# PROVIDED TEXT
>>>

Does anyone with Condor or SGE volunteer to test?
WLCG management board
-- Main focus has been the pledges to 2012 which were due at the end
of November.
-- Experiment specific SAM tests
-- HEP benchmarking - moving on from KSI2K
Purpose is to decide the relevant benchmarks. Partly that we don't
always trust the vendors, partly that their benchmarks aren't
always relevant for our type of work. Some of the used benchmarks
are proprietary, with a licence fee - e.g $200 (was $170) for
"educational" users.
-- CCRC (Common Computing Readiness Challenge) preparations are
ongoing. What needs to be in place... timelines etc. Main thing for
T2s to be concerned about is having SRMv2.2 available and stable.
There are weekly meetings (Mondays). For GridPP, Andrew Sansum
attends.
DTEAM
-- "Areas that DTEAM could benefit from more Tier-1 input " - result
of recent GridPP Tier-1 reviews. Many areas that could be
covered:CEs; dCache; CASTOR; WMS; FTS; RB's; MON box; R-GMA;
monitoring; SRB; Information system; LSF; storage services; machine
room management; security; Oracle
Suggestion that we would have more clout combined (T1 + T2s).
Suggestion that a T1 blog would be useful.
Suggestion that joint purchases with T2s piggybacking on T1
purchases.
-- Following up on tickets
Instances of slow turnaround once the ticket has reached the ROC.
This needs follow-up. (ACTION JC)
-- Feedback on incident response procedure (simple form):
http://www.gridpp.ac.uk/deployment/security/inchand/index.html
-- Ops meeting news
11:15 Regional planning (10')
- Plans for deployment of gLite-WMS
Discussion again about local VOs and local WMS. ScotGrid will
install local WMS. SouthGrid have not discussed it yet. NorthGrid
needs another meeting to discuss it.
London has a regional LFC, and Imperial is of course heavily
involved in WMS but is currently doing performance testing. Will
have a local WMS for VOs soon.
NGS: DNS style VOs need enabling, pool accounts too. Problem found
(ScotGrid) with short timeout on SAM - thus SAM requires special
privileged access. Also some questions about the information
schema.
NGS uses GSI authentication to log in, giving shell access to UIs
from where jobs are run. This is necessary because NGS are (in
general) running Globus/VDT, not gLite - simpler software stack.
Portals exist and are maturing all the time, e.g. portal.ngs.ac.uk.
11:25 AOB (05')
Oxford have DPM on 64 bit (pool nodes). This issue was also
discussed in the storage meeting Wed.
PG specifically mentioned problems with DNS style VOs, particularly
on UIs. The VOMS file to match the VO (in /opt/glite/etc/vomses)
does not get generated correctly (with YAIM). It works manually.
However, ScotGrid enabled them 2 months ago with no problems?
|

<<<

# RECORDS PROVIDED
>>>

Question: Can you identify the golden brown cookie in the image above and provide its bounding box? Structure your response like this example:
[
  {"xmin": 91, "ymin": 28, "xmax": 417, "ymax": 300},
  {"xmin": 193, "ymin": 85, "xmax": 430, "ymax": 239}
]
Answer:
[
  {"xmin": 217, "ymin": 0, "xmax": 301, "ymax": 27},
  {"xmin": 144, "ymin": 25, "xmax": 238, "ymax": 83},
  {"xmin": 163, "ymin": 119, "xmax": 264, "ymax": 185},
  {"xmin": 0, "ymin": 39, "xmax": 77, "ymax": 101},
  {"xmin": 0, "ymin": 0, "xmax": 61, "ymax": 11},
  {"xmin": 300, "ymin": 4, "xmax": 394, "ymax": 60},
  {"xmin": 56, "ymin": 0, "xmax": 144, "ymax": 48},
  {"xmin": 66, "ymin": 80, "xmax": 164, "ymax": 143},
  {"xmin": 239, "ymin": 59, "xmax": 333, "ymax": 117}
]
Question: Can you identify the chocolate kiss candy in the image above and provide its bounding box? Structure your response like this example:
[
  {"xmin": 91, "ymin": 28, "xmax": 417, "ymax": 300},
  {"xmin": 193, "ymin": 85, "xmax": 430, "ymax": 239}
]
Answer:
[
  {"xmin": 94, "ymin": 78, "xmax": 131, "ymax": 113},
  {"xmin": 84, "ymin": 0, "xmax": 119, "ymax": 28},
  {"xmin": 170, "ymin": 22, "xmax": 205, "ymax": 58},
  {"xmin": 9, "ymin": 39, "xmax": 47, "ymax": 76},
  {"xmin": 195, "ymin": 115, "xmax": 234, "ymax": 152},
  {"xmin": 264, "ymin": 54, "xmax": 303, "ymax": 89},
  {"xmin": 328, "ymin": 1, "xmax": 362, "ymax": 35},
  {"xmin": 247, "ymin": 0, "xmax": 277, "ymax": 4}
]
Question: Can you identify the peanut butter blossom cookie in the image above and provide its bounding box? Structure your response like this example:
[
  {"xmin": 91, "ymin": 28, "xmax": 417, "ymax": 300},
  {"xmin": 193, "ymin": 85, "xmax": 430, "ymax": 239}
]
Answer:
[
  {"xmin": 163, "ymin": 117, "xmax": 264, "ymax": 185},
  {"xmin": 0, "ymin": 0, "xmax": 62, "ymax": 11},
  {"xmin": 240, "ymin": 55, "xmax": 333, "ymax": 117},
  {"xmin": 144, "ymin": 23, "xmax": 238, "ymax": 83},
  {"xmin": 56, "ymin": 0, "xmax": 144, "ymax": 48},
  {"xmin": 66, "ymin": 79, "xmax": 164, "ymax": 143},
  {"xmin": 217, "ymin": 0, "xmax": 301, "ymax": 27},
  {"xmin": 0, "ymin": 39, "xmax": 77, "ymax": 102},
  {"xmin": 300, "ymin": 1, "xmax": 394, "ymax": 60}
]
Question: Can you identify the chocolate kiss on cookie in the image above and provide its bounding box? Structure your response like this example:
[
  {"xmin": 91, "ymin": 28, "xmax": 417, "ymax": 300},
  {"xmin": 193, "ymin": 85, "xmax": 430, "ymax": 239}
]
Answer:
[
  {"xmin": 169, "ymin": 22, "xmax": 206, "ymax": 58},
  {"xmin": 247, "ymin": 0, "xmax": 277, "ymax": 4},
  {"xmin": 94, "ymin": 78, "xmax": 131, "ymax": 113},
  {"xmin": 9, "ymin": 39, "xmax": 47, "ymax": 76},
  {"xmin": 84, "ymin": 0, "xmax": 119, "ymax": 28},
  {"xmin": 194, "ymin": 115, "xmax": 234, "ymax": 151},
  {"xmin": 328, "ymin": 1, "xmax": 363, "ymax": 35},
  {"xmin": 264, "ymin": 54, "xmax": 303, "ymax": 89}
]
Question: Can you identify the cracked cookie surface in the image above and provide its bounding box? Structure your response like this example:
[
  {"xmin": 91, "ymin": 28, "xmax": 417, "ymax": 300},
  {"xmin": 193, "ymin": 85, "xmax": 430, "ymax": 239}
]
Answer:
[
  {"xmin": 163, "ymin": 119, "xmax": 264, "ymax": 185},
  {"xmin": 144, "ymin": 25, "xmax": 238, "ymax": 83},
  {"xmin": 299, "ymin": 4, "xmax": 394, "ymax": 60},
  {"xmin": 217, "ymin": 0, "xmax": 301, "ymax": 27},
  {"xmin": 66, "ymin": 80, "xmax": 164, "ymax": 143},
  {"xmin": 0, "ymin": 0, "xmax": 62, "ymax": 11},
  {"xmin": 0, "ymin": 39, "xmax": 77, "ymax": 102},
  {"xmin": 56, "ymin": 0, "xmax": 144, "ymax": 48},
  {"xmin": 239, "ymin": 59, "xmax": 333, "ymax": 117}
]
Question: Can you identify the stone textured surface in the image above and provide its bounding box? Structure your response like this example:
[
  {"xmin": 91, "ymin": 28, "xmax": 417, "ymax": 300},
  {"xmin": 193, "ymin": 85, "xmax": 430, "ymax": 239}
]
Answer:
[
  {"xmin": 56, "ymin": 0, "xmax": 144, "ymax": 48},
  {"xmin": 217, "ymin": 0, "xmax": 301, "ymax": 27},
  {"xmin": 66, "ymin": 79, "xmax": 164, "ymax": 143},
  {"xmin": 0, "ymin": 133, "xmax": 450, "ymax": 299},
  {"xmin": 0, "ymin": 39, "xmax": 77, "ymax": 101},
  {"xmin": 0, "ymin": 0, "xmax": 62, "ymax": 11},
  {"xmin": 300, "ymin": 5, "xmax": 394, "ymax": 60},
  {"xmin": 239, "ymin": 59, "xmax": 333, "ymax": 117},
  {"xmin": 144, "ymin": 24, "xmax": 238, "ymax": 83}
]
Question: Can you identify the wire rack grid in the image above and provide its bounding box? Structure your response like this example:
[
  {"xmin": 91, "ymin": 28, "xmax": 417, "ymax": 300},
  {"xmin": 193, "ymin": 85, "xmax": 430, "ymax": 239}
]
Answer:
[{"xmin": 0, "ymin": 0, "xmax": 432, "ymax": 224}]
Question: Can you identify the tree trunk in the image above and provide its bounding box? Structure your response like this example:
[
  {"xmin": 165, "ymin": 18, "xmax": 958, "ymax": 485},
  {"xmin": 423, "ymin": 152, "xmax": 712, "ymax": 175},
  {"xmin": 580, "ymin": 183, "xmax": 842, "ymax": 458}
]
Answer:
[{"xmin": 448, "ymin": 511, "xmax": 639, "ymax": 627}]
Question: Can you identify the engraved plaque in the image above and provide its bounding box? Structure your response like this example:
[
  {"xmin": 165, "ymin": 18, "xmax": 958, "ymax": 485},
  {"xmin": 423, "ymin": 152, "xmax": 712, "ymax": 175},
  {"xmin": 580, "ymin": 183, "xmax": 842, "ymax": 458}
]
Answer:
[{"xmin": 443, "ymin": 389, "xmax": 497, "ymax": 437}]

<<<

# SET TASK
According to the meeting notes, what is the main thing for T2s to be concerned about in the CCRC preparations?

# EXERCISE RESPONSE
Having SRMv2.2 available and stable.